■ PAGE EXTRACT
This document describes the design and usage of the mobileOK Basic Tests 1.0 reference implementation. It is intended to be useful to developers who wish to integrate the reference implementation into an existing application or infrastructure.
mobileOK Basic Tests 1.0 specifies the essential behavior required of all implementations, but leaves many other decisions up to particular implementations. It allows for implementations to provide additional functionality beyond what is required. So, this document also discusses implementation-specific decisions taken during development. These are intended to be useful to developers who are porting this implementation to another platform, or, developing a new implementation from scratch.
This reference implementation is written in Java and requires Java SE 5.0. It is a pure Java library, rather than an application. It is intended to be embedded in another application, possibly one that provides a GUI or web-based interface to its functionality.
In essence, the library accepts as input a URI, and outputs two sets of information. In the end, the test results are produced, of course. But much more information is also produced, concerning what occurred during testing -- specifically, detailed information about the document under test, its retrieval and parsing, some derived counts and statistics, and information on linked resources.
The test results output satisfies the requirements of mobileOK Basic Tests 1.0. It is simply the results of each of test, plus warning and informational messages. It is available via a native Java API (see TestResults
below), and also as an XML document which uses the Evaluation and Report Language (EARL) schema.
The additional output, named the "preprocessor" output, exists to aid extensibility. The reference implementation does a great deal of preprocessing before it begins test execution, so, it makes sense to expose the details of this preprocessing for other applications to use as well, even though it is not directly related to the test results.
The key API classes are:
This is the top-level abstraction which runs the test. It can be constructed to operate on a file, a URI, or can be given the HTTP response body and headers directly. It exposes a runTests()
method that runs everything, or, runTest()
which runs just one test.
Just an enum of all test types.
Returned by runTests()
and runTest()
respectively, and encapsulate the results of many tests and one test, respectively. TestResults includes many TestResult instances. These objects include test outcome, warnings, and information.
Just an enum of PASS
and FAIL
, the two test outcomes
Throw if something goes wrong in the tester -- that is, not just that there was an error accessing the document but that something is wrong with the tester.

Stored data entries

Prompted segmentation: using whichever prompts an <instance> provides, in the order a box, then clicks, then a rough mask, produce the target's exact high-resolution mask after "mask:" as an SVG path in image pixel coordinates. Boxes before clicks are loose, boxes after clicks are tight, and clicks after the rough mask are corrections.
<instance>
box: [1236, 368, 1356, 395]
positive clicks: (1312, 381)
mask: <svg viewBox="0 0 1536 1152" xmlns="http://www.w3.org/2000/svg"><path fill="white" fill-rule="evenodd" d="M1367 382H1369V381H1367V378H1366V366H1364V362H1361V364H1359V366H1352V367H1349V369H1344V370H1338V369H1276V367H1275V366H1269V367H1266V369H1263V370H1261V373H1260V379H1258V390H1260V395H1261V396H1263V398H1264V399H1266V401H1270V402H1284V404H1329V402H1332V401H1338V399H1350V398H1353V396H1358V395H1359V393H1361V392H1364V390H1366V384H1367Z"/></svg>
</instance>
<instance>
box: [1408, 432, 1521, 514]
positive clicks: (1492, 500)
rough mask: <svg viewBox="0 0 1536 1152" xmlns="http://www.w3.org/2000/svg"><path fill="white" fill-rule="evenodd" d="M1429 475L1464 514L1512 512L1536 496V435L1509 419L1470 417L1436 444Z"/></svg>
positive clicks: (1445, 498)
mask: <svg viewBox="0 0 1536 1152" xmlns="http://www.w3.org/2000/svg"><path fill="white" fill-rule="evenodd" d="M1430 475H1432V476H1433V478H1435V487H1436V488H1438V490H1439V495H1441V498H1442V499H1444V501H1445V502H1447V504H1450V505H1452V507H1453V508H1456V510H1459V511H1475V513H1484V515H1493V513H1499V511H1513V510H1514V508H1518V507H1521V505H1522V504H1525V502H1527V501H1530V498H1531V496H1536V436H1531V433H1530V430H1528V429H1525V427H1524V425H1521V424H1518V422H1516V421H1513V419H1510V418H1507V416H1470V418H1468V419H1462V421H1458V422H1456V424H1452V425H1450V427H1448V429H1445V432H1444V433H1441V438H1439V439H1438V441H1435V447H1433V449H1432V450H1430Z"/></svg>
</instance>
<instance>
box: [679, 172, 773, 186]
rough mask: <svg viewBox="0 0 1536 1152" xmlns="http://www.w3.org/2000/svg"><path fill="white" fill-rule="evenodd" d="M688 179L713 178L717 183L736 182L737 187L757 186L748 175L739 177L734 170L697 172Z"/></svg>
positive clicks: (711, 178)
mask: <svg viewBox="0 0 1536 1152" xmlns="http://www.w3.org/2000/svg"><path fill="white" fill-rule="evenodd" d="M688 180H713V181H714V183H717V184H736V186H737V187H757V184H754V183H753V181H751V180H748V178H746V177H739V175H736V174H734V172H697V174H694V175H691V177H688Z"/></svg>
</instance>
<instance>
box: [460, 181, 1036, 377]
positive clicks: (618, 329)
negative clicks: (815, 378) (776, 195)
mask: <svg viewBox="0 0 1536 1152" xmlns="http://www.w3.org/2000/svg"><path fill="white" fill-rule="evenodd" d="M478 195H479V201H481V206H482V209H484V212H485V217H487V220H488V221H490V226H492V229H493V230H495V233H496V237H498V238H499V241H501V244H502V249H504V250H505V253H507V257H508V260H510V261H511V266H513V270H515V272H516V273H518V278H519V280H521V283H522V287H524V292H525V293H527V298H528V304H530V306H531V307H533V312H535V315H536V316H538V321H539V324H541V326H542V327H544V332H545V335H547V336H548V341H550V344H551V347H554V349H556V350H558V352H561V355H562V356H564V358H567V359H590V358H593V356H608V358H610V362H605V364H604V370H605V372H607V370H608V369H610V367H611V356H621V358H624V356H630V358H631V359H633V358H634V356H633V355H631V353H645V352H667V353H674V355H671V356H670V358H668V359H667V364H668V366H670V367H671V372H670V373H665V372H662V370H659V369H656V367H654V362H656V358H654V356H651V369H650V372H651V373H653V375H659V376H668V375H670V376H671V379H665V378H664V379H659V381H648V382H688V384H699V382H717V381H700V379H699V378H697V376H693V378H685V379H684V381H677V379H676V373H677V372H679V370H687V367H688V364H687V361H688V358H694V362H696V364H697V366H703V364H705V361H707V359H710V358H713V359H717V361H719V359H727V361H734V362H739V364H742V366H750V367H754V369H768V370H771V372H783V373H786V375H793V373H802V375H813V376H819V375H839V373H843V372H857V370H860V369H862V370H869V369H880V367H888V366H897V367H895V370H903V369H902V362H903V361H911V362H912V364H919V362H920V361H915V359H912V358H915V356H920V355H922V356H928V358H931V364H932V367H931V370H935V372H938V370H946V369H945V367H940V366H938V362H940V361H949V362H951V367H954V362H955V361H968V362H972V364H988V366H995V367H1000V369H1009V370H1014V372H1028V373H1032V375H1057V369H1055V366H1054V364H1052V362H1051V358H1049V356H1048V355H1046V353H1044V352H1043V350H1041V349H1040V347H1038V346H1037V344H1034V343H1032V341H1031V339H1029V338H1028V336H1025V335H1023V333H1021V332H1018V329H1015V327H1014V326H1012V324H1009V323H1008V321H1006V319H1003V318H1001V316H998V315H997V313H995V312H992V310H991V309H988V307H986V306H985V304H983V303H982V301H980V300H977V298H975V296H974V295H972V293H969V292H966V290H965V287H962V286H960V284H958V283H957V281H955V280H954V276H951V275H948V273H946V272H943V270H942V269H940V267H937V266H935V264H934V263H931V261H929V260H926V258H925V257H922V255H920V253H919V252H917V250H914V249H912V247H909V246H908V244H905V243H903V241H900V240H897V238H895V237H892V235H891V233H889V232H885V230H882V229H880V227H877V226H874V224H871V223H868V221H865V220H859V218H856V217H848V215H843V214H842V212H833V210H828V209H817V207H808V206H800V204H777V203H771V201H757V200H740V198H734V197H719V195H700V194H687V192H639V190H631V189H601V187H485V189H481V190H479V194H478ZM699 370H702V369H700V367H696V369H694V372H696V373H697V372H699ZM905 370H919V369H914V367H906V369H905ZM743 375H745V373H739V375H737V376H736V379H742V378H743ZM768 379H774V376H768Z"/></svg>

■ REQUIRED ACTIONS
[1] In the mobileOK reference implementation description, which version of Java does the library require?
[2] Extend the mobileOK reference implementation description with new text that picks up after its final sentence.

■ EXPECTED RESPONSES
[1] Java SE 5.0

[2]
Tester tester = new Tester("http://example.org"); TestResults results = tester.runTests(); TestOutcome outcome = results.getOverallOutcome(); TestResult = results.getResultForTest(TestType.AUTO_REFRESH); ... TestResult oneResult = tester.runTest(TestType.AUTO_REFRESH);
While provided as a library, it is also possible to get quick results on the command line:
java -cp mobileOKBasic-RI.jar org.w3c.mwi.mobileok.basic.Tester http://example.org
This section discusses implementation decisions taken in design and development that were not dictated by the mobileOK Basic Tests specification.
The most noticeable feature of this implementation is that it exposes a large amount of information about the results of accessing and preprocessing the URI under test. It is exposed as a DOM from TestResults.getPreprocessorDocument()
which may be serialized and used by any external tool. The Appendices describe the format of this DOM in detail. This data structure contains the following information:
TODO
Test results are available from the method Tester.runTests()
, which returns a TestResults
object. The same information is available as a DOM from TestResults.getTestResultsDocument()
, in a format described in the Appendices. The format uses the EARL RDF vocabulary to describe the outcome. Test results are provided in this form as well to ease integration with external tools. The test results data structures include the following information:
PASS
or FAIL
)PASS
or FAIL
)This section contains notes that may be useful to developers who wish to build on this implementation to construct additional tests of mobile content beyond what is defined in mobileOK Basic.
TODO
It is expected that the most common cause of test failures is malformed markup. This will cause the VALID_MARKUP test to fail of course, and thus the entire test suite.
However, many tests must have a valid DOM to run and produce any useful information. It is of course desirable to provide as much information as possible to the person running the tests rather than completely fail on the common case of malformed markup.
So, in the event that the input document cannot be parsed into a DOM, this implementation will attempt to "tidy" the document and then re-run all tests. This does not change the fact that the overall test suite result is FAIL; however, this does potentially allow some tests to run and provide some useful feedback to the developer.
Like any good software library, this reference implementation includes automated tests. All tests are implemented using the standard JUnit framework. In addition to some unit tests of common code, this also includes a series of tests consisting of documents and associated HTTP headers plus expected output documents. This makes it easy to run the implementation on many example resources and verify that the implementation outputs expected test results.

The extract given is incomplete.